Task brief =
Repeat the listing word for word, beginning at the line that contains "Would you confirm the presence of any wooden railing" and stopping after the line that contains "0, 316, 202, 384".

○ ○ ○ ○ ○ ○ ○

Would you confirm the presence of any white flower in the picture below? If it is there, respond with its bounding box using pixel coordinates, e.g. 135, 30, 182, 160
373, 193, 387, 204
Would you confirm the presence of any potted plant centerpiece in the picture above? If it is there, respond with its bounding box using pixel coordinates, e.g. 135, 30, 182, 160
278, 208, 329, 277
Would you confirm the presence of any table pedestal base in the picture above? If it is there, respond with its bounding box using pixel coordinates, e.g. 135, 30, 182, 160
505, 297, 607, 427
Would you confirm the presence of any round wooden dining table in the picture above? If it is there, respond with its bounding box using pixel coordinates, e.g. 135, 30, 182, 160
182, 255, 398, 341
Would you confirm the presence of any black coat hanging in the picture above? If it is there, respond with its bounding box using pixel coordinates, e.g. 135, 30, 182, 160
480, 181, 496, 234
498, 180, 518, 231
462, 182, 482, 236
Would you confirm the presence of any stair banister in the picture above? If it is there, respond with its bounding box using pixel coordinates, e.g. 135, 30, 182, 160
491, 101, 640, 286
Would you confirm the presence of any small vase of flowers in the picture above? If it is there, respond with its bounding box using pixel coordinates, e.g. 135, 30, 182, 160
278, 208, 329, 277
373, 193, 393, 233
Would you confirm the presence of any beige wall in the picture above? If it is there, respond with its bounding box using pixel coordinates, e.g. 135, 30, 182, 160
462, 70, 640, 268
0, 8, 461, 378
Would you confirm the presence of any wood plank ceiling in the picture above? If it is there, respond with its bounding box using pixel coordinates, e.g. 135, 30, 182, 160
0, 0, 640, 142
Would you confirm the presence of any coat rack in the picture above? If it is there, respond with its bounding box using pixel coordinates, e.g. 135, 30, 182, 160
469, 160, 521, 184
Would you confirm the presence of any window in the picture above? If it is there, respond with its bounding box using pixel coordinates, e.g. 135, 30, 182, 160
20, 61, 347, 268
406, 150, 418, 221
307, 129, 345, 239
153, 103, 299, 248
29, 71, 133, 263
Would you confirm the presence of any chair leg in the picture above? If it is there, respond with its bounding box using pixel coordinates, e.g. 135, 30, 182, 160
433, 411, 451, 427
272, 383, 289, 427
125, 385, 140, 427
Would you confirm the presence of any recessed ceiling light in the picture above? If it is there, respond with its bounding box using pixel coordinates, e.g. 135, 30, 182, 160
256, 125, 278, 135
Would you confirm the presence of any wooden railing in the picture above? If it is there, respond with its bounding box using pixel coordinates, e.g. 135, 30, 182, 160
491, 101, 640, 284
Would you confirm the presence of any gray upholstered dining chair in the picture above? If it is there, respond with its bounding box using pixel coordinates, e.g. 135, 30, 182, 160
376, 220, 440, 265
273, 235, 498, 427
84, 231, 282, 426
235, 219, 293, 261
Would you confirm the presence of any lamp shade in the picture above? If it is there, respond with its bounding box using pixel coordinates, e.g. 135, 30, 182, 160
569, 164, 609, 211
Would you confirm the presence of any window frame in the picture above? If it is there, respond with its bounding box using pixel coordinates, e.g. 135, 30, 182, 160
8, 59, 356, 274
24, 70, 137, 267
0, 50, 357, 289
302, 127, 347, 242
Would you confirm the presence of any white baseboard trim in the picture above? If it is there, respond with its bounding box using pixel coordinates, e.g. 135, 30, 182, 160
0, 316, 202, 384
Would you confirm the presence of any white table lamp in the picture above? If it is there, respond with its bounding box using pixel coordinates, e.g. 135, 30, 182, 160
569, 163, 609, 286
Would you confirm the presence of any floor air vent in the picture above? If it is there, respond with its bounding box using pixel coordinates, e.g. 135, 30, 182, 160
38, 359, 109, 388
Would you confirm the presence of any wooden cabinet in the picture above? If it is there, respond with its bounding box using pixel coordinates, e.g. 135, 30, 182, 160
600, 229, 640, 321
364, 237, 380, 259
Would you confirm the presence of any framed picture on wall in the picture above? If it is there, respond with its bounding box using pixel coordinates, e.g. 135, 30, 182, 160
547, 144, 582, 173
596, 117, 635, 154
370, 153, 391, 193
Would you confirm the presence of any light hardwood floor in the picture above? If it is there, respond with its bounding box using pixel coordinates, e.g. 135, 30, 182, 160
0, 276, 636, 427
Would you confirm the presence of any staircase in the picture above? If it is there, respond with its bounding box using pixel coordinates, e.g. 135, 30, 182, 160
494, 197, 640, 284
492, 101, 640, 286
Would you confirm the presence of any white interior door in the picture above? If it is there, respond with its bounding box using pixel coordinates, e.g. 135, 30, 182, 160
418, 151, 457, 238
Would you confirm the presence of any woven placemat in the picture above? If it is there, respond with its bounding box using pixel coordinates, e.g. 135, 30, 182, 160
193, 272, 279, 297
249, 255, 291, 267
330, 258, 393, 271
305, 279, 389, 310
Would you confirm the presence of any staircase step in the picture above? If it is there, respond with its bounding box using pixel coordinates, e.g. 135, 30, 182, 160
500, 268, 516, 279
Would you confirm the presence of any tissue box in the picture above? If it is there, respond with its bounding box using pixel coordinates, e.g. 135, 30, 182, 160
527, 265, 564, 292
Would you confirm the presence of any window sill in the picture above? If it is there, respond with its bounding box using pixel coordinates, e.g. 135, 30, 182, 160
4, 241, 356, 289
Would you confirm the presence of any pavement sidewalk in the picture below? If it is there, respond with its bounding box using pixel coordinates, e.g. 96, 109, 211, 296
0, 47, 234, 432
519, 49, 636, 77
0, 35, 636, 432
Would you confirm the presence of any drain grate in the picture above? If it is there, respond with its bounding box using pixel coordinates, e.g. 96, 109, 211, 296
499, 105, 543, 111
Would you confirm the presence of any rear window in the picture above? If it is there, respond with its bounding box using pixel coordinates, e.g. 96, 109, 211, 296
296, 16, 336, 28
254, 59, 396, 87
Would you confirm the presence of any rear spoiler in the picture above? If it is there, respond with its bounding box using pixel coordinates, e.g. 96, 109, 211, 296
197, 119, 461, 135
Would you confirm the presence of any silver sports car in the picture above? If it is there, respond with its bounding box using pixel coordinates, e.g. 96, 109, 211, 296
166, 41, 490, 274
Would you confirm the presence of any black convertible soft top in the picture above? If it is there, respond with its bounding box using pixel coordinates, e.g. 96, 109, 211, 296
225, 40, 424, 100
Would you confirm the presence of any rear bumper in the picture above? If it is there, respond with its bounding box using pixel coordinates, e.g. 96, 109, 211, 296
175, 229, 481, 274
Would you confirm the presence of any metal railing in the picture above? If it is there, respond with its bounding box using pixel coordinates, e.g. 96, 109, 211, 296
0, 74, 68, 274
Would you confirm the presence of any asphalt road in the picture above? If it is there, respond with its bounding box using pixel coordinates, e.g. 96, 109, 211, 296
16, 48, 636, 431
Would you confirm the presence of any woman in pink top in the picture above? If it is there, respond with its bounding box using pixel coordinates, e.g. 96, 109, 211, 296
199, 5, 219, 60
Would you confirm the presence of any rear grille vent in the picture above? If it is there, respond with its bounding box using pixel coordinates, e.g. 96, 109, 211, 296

○ ○ ○ ○ ○ ○ ○

Result of this task =
Would you confirm the presence of any wooden railing in the picture above? If it is there, respond with its bounding box using pixel coordinates, e.g. 135, 30, 182, 160
491, 101, 640, 284
Would you confirm the presence of any gray upholstered dining chair in the picture above? If it is there, respond with its bounding box using pixel coordinates, e.g. 135, 30, 182, 160
376, 220, 440, 265
273, 235, 498, 427
84, 231, 282, 426
235, 219, 293, 261
Would you confirm the presence of any lamp shade in the picture above? If it is there, respond with its bounding box using pixel coordinates, e.g. 135, 30, 182, 160
569, 164, 609, 211
Would you confirm the presence of any window frame in the picture above? If it is there, respond with its bounding box using pixel coordinates, e.g. 135, 30, 182, 160
8, 59, 356, 274
24, 70, 137, 267
0, 50, 357, 289
302, 127, 347, 242
Would you confirm the presence of any white baseboard trim in the picture above? If it is there, respond with its bounding box using pixel coordinates, e.g. 135, 30, 182, 160
0, 316, 202, 384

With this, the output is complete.